DIRECTIONS FOR THIS TASK |
Of all the lines in these entries, count those that contain "roof" and give only the total.

SUPPLIED ENTRIES |

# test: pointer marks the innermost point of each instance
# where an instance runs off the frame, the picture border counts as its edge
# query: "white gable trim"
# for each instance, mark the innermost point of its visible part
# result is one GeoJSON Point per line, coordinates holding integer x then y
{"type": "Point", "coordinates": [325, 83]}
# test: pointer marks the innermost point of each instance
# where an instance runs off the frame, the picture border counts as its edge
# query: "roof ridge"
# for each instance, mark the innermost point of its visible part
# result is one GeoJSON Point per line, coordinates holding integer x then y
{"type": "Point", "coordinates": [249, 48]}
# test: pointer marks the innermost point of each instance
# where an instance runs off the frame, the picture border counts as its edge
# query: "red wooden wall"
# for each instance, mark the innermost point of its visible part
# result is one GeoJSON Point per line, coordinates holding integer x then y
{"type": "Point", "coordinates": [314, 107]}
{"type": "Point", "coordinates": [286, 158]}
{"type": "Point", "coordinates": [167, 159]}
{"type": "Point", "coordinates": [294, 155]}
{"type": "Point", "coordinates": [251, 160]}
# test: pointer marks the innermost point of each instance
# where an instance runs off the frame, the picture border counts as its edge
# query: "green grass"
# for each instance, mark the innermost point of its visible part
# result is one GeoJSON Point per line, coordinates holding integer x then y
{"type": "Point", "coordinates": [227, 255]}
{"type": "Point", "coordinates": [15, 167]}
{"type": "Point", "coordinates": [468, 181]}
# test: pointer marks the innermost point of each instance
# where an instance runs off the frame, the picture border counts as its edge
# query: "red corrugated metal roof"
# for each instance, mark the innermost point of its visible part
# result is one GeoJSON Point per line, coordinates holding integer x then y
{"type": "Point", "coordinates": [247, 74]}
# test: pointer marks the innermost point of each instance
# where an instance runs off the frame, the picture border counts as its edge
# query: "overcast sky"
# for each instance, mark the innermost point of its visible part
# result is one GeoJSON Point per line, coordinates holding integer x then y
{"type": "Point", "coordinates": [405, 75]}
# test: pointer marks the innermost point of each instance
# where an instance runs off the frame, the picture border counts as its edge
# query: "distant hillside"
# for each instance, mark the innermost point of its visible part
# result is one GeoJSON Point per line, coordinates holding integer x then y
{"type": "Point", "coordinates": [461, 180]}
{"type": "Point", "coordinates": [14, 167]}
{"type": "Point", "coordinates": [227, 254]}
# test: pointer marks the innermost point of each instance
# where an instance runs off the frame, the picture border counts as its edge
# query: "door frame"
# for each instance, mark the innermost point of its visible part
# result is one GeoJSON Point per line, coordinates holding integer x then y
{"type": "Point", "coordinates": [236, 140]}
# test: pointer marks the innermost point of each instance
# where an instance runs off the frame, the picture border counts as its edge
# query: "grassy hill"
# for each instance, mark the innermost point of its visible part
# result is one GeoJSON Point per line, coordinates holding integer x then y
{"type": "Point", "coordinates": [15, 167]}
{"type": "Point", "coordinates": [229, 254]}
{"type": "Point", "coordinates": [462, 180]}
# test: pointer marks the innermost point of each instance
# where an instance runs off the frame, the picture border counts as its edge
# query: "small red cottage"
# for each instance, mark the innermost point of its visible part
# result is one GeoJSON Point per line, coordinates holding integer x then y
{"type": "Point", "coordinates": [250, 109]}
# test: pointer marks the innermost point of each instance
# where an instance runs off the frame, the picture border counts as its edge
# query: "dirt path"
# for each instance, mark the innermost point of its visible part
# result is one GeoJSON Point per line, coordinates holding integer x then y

TASK SOLUTION |
2